• _Passage_:
============
NEW YORK--(BUSINESS WIRE)--Kroll Bond Rating Agency (KBRA) assigns preliminary ratings to four classes of notes issued by Dividend Solar Loans 2018-1, LLC (“DIV 2018-1”). This is a $104.66 million term ABS securitization collateralized by a pool of $110.17 million residential solar loans. The transaction that is expected to close on April 19, 2018.
This transaction is Dividend Finance, Inc.’s (“Dividend” or the “Company”) second securitization. The Notes are backed by a pool of mostly prime quality residential consumer solar loans and underlying Solar Energy Systems. Credit enhancement for the Notes consists of i) overcollateralization ii) subordination (in the case of Class A, Class B and Class C Notes) iii) excess spread and iv) amounts on deposit in the reserve account. The loan collateral in the transaction will include a pool of $110.17 million residential solar loans (approximately $92.4 million of “Initial Solar Loans” at closing plus $17.8 million of prefunded loans (“Subsequent Solar Loans”) from two different loan products that contain a combination of interest-only periods and required or optional prepayment thresholds.
============
• _Problem_: Please recast the paragraph of the rating announcement that begins "This transaction is Dividend Finance" as a short bulleted list that keeps its main facts.

• _Dataset_:
============
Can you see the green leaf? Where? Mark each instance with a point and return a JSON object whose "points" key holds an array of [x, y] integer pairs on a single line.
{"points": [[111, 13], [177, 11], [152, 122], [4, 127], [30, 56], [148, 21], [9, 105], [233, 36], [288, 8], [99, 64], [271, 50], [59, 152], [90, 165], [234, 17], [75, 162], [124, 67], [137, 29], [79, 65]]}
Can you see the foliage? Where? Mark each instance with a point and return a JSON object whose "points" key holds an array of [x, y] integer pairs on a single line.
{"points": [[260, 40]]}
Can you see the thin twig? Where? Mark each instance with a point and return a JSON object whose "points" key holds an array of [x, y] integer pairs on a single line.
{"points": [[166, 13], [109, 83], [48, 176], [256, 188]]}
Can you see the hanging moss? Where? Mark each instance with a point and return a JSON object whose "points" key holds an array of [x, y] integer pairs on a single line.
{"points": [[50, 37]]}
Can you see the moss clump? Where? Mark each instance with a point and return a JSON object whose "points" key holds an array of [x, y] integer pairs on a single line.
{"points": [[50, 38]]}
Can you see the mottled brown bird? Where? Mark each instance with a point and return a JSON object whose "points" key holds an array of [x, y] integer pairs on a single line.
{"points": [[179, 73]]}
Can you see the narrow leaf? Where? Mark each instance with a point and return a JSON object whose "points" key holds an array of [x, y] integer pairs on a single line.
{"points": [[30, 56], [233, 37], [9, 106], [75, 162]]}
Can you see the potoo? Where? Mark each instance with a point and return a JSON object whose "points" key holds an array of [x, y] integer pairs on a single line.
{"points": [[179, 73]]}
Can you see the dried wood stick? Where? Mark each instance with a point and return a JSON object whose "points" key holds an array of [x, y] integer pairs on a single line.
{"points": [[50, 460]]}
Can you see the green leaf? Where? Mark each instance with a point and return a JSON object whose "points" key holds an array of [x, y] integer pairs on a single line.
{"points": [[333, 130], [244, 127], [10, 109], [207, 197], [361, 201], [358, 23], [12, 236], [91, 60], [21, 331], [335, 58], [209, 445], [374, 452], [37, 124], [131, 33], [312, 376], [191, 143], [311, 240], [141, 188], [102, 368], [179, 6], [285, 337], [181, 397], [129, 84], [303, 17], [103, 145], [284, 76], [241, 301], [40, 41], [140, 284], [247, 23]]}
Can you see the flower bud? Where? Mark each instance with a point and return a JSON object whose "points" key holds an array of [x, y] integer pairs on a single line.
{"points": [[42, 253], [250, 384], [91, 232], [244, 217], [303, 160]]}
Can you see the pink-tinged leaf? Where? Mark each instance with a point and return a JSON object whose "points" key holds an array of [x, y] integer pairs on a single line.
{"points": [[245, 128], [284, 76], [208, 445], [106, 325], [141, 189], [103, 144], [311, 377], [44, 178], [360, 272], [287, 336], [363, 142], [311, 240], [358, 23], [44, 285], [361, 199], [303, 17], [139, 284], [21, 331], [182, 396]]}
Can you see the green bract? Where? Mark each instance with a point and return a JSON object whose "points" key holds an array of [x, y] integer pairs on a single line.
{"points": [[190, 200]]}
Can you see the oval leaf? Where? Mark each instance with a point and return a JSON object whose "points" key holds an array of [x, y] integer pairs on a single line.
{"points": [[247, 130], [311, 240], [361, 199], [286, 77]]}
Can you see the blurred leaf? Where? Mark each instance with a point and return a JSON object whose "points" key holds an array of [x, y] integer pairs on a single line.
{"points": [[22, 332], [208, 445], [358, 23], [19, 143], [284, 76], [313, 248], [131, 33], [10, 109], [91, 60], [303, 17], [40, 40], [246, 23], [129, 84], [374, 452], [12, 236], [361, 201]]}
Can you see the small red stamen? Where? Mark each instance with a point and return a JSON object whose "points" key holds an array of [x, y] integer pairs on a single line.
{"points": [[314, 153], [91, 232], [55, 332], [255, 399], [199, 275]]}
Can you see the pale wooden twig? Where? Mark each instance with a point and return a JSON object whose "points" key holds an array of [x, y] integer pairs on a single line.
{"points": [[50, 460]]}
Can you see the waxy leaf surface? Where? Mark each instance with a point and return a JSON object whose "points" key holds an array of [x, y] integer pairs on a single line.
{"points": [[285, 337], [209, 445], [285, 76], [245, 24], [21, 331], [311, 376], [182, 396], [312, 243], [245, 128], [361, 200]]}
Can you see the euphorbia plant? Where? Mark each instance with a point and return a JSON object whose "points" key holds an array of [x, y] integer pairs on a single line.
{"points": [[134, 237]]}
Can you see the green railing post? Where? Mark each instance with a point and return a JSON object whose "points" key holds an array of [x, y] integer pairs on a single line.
============
• _Exercise answer_:
- This is the second securitization by Dividend Finance, Inc.
- The Notes are backed by a pool of mostly prime residential consumer solar loans and the underlying Solar Energy Systems.
- Credit enhancement: overcollateralization, subordination (for the Class A, Class B and Class C Notes), excess spread and the reserve account deposits.
- Collateral: $110.17 million of residential solar loans, about $92.4 million of Initial Solar Loans at closing plus $17.8 million of prefunded Subsequent Solar Loans.
- The loans come from two loan products that combine interest-only periods with required or optional prepayment thresholds.